» **INPUT**:
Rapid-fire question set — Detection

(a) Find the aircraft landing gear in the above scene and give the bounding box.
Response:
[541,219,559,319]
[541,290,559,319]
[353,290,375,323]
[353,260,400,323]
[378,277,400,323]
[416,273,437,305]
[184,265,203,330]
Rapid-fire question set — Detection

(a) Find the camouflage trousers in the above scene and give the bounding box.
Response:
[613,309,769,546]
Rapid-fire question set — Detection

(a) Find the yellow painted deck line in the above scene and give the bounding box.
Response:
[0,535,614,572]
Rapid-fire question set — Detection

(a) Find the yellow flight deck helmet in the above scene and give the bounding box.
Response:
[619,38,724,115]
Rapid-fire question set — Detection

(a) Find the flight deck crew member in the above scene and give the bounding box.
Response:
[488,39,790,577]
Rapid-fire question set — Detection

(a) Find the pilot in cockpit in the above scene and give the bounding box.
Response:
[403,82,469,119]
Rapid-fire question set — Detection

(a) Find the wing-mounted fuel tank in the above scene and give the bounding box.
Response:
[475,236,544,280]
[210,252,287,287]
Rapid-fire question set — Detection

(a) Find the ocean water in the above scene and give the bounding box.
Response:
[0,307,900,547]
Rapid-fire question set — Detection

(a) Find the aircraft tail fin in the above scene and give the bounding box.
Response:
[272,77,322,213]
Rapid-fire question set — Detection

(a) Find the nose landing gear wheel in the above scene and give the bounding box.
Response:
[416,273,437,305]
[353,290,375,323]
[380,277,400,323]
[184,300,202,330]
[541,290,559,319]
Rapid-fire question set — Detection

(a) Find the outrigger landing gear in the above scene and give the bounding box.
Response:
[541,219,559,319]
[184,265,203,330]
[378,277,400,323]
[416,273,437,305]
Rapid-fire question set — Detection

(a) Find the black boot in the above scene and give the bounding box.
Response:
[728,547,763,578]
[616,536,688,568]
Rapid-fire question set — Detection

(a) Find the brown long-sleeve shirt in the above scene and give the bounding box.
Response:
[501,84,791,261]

» **EXERCISE OBJECTIVE**:
Reproduce all the rows above, replacing "landing gear" with "undercarriage" wherever it occurs and leaving everything else unchanged.

» **RESPONSE FOR THIS EXERCISE**:
Rapid-fire question set — Detection

(a) Find the aircraft undercarriage in the above scene and give the bounding box.
Response:
[541,219,559,319]
[541,290,559,319]
[353,290,375,323]
[353,260,400,323]
[378,277,400,323]
[416,273,437,305]
[184,265,203,330]
Rapid-fire question set — Detection

(a) Find the camouflage trousers in the above scene and give the bounding box.
Response:
[613,309,769,546]
Rapid-fire question set — Detection

(a) Find the yellow painted deck line in the above scene and give the bounding box.
Response:
[0,535,614,572]
Rapid-fire question set — Detection

(a) Find the yellow flight deck helmet in the above scene and give the bounding box.
Response:
[619,38,724,115]
Rapid-fire question set — Detection

(a) Find the flight deck crew member in the above scene and give the bounding box.
Response:
[488,39,790,577]
Rapid-fire question set — Detection

(a) Find the pilot in cockpit in the above scene and give the bounding box.
Response:
[403,82,469,119]
Rapid-fire question set — Detection

(a) Find the wing-mounted fuel tank in the above scene and give the bounding box.
Response:
[475,236,544,280]
[210,252,287,287]
Rapid-fire question set — Detection

(a) Find the ocean water in the above scene and give the bounding box.
Response:
[0,307,900,547]
Rapid-fire question set — Detection

(a) Find the aircraft tail fin in the above scene and give the bounding box.
Response:
[272,77,322,213]
Rapid-fire question set — Detection

(a) Find the nose undercarriage wheel in the above scene and give the bounding box.
Response:
[416,273,437,305]
[353,290,375,323]
[380,277,400,323]
[184,300,202,330]
[541,290,559,319]
Rapid-fire question set — Detection

(a) Find the outrigger undercarriage in the above scene and give the bounding box.
Response:
[541,219,559,319]
[184,265,203,330]
[378,277,400,323]
[416,273,437,305]
Rapid-fire question set — Detection

(a) Find the black boot in the above scene and give the bounding box.
Response:
[728,547,763,578]
[616,536,688,568]
Rapid-fire question set — Detection

(a) Find the brown long-sleeve shirt in the above scene and give the bounding box.
Response:
[501,84,791,261]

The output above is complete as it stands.